Teks Sumber:
* * * * * * * * *
Beberapa kesalahan yang dilakukan guru saat di awal tahun ajaran baru

29 08 2012




MENSYUKURI NI’MAT KEMERDEKAAN DAN IDUL FITRI

18 08 2012

Khutbah Idul Fitri 1433 H

 

Allahu Akbar… Allahu Akbar… Allahu Akbar…Wa Lillahil Hamd

 

Dengan kalimat takbir, اللهأكبر, kalimat tahlil, لا اله الا الله, dan tahmid, الحمد لله, pada hari ini ummat Islam yang bertebaran di seluruh penjuru negeri bahkan di seluruh pelosok dunia,dengan penuh keyakinan dan perasaan yang mendalam merayakan hari raya Idul Fitri, hari raya kembalinya mereka yang berpuasa sebulan penuh kepada kesucian, kembalinya kita mengingat asal kejadian  dan kembalinya kita berkomitmen untuk menjalankan agama yang benar (Islam) sesuai dengan tuntutannya yang benar.

Kalimat takbir yang kita kumandangkan, berarti kita tetap konsisten menyatakan  pengakuan kita akan kebesaran Allah, Tuhan Yang Maha Agung. Dengan kalimat tahlil kita memproklamirkan keteguhan keyakinan kita akan ke-Esaan Allah, satu-satunya Tuhan yang wajib disembah dan dipuja. Dan dengan kalimat tahmid,kita mengekspresikan rasa syukur kita kepada Allah, Tuhan Yang Maha Terpuji.
* * * * * * * * *
Daftar yang Disediakan:
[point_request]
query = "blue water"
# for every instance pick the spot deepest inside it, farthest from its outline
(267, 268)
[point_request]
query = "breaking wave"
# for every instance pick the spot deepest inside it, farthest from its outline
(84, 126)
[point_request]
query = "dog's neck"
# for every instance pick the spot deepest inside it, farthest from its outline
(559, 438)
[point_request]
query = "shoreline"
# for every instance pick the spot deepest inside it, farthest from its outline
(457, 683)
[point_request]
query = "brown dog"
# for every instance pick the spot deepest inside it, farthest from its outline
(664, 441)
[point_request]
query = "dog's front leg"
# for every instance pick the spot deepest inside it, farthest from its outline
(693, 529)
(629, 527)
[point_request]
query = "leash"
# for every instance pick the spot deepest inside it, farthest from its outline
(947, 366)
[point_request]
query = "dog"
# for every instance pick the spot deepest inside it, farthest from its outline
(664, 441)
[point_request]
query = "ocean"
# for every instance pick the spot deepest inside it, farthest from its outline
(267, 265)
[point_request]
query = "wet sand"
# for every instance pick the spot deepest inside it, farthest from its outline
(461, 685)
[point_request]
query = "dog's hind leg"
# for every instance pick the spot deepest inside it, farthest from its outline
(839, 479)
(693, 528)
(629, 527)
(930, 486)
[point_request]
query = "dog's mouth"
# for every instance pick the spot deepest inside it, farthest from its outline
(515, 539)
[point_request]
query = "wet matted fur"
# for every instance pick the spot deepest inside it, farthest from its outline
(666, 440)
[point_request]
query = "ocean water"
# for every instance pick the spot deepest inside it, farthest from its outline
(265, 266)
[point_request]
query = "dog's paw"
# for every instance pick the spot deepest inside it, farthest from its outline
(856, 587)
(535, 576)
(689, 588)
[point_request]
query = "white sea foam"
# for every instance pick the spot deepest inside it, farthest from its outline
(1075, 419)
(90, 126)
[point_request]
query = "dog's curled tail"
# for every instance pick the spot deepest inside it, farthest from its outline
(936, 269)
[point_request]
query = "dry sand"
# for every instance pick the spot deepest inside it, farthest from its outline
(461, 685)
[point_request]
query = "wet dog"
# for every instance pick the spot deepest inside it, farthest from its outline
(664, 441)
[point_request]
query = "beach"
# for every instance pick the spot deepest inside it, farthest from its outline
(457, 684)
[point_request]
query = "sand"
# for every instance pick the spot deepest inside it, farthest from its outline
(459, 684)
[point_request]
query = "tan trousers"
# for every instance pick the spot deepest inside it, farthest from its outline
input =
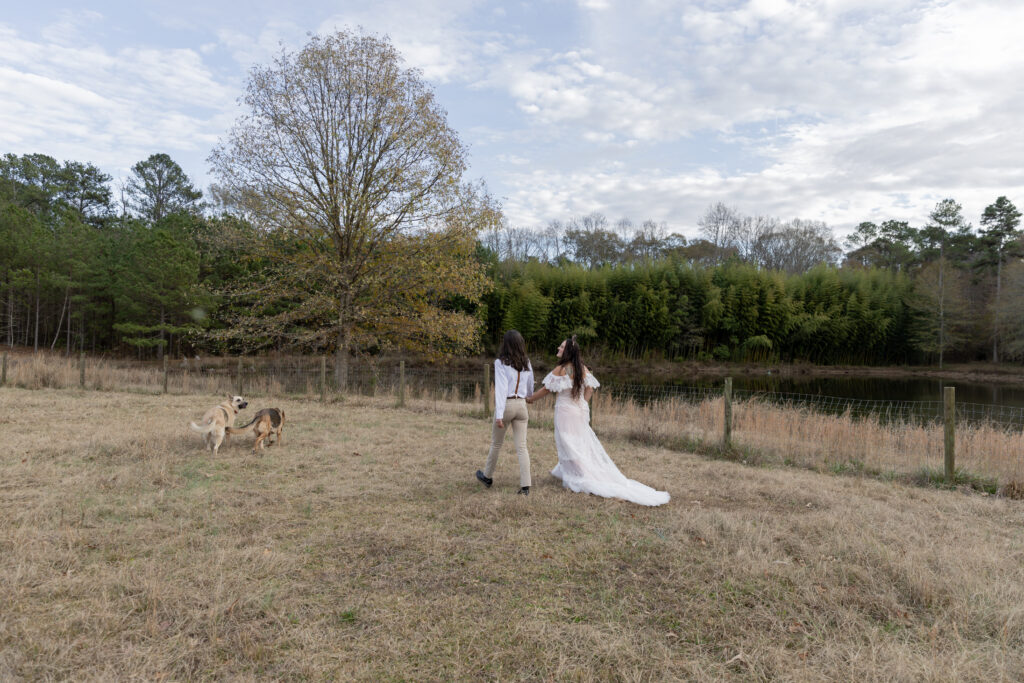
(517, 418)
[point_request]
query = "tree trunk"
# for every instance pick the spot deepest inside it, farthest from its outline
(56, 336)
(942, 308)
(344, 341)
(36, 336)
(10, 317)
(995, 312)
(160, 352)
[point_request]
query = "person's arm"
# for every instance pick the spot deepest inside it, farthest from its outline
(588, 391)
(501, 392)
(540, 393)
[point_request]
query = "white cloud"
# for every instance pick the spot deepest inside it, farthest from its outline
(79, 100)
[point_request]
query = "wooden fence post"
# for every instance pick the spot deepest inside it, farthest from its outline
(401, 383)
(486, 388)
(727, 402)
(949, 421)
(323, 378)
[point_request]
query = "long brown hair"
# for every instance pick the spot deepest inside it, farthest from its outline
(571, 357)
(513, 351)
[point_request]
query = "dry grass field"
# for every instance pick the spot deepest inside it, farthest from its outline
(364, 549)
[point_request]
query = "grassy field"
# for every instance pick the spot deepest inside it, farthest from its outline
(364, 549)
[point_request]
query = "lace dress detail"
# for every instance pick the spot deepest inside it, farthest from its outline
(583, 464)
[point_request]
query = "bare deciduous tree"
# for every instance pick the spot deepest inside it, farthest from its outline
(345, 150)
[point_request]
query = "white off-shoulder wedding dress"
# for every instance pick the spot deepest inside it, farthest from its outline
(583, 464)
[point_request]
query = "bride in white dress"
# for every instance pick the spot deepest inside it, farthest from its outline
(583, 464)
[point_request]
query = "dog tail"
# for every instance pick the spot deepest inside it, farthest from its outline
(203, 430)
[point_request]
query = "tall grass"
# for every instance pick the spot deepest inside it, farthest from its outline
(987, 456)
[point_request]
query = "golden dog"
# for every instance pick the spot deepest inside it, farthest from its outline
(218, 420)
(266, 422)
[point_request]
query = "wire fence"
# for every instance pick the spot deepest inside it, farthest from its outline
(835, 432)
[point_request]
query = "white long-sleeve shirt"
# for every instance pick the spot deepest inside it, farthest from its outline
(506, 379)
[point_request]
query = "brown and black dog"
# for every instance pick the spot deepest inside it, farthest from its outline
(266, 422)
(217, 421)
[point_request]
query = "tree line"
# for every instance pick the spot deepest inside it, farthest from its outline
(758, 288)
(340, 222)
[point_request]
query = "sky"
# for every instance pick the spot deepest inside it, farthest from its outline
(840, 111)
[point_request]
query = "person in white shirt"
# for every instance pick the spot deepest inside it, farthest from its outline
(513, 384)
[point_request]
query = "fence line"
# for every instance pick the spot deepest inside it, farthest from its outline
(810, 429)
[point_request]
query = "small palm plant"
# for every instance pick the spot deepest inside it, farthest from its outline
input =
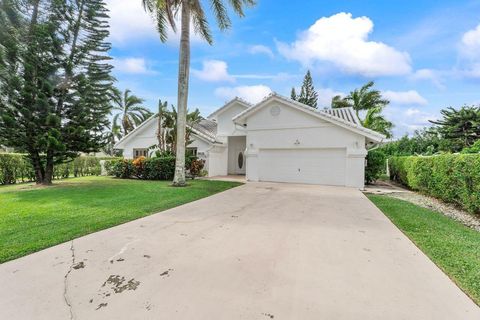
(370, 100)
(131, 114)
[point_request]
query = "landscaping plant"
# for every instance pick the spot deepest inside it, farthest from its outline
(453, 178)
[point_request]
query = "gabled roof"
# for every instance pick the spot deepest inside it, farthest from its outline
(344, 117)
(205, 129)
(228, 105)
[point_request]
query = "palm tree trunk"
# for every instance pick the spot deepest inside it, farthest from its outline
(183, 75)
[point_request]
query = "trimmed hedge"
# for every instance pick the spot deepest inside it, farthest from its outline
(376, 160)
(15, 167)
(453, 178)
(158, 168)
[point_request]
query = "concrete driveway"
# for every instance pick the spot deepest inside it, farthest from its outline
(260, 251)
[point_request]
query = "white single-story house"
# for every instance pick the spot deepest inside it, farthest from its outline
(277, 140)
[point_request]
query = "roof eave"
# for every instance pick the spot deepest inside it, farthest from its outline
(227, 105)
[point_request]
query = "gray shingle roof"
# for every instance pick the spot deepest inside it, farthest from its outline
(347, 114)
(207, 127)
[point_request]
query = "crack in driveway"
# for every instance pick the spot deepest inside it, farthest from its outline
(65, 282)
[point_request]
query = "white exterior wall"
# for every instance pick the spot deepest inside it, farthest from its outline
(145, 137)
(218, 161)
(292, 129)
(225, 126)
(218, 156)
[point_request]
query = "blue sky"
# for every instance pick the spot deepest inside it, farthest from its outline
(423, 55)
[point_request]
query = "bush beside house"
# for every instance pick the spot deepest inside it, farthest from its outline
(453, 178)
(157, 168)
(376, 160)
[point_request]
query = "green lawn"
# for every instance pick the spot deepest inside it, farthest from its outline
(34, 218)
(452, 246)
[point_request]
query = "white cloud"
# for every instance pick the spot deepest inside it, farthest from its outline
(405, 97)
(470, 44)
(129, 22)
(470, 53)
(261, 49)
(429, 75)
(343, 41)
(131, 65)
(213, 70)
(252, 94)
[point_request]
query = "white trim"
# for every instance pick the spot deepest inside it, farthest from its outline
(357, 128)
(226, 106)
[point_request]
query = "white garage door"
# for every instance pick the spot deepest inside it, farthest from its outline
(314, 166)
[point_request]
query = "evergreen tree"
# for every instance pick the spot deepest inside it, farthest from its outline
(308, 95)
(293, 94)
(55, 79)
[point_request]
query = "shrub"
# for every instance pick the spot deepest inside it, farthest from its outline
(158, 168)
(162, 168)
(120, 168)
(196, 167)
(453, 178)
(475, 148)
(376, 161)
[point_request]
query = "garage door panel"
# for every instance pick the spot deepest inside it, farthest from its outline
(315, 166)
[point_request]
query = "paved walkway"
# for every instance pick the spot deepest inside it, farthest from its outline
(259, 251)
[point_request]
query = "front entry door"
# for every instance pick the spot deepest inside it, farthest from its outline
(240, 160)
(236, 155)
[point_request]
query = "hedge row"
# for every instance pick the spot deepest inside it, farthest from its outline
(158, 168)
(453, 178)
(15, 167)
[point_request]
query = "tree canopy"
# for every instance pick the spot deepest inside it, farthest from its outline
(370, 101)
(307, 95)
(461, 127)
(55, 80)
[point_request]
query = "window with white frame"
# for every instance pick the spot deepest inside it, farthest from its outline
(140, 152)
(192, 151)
* * * * * * * * *
Soal yang Dikerjakan:
**1.** Jawab pertanyaan berikut berdasarkan teks sumber.
(a) Tanggal berapa yang tercantum di bawah judul "MENSYUKURI NI’MAT KEMERDEKAAN DAN IDUL FITRI"?
(b) Khutbah itu untuk Idul Fitri tahun berapa Hijriah?
(c) Apa yang diekspresikan dengan kalimat tahmid?
**2.** Tolong ulangi kata demi kata bagian teks sumber yang dimulai dengan "Allahu Akbar… Allahu" dan berlanjut hingga "tuntutannya yang benar.".

Jawaban Tiap Soal:
**1.**
(a) 18 08 2012
(b) 1433 H
(c) Rasa syukur kepada Allah, Tuhan Yang Maha Terpuji.

**2.**
Allahu Akbar… Allahu Akbar… Allahu Akbar…Wa Lillahil Hamd

 

Dengan kalimat takbir, اللهأكبر, kalimat tahlil, لا اله الا الله, dan tahmid, الحمد لله, pada hari ini ummat Islam yang bertebaran di seluruh penjuru negeri bahkan di seluruh pelosok dunia,dengan penuh keyakinan dan perasaan yang mendalam merayakan hari raya Idul Fitri, hari raya kembalinya mereka yang berpuasa sebulan penuh kepada kesucian, kembalinya kita mengingat asal kejadian  dan kembalinya kita berkomitmen untuk menjalankan agama yang benar (Islam) sesuai dengan tuntutannya yang benar.